Required work: Find every line in the records below that contains the word "roof", matching case exactly, and copy each of those lines.

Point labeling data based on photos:
= = = = =
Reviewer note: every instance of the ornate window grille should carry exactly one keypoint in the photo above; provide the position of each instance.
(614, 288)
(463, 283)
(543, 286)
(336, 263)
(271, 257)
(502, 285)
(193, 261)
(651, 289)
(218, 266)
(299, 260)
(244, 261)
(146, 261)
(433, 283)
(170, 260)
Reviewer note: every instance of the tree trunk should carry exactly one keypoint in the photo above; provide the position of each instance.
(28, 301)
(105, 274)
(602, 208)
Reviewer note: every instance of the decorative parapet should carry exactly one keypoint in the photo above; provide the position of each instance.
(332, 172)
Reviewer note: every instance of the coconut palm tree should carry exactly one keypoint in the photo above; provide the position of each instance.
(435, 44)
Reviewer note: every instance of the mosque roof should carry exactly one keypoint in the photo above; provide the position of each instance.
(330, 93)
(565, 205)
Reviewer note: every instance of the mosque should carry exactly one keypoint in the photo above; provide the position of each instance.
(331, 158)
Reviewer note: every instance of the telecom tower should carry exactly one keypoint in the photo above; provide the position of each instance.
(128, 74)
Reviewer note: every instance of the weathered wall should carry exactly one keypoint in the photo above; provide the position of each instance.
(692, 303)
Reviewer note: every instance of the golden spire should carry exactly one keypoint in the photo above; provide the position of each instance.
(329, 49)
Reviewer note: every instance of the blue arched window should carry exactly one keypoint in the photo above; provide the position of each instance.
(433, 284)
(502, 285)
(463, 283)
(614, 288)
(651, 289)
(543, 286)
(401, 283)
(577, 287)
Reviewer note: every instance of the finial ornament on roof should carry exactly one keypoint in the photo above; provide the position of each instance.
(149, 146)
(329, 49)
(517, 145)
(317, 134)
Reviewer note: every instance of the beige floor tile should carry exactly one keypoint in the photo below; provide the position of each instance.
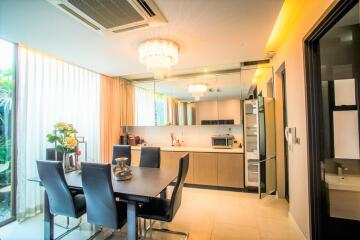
= = = = =
Written answer:
Reviewer note: every instance of the mosque roof should carry exactly one keypoint in the photo above; provide the position of each instance.
Reviewer note: every instance of the finial ornament on roof should carry exactly one keypoint in the photo above; provide the position of each instance.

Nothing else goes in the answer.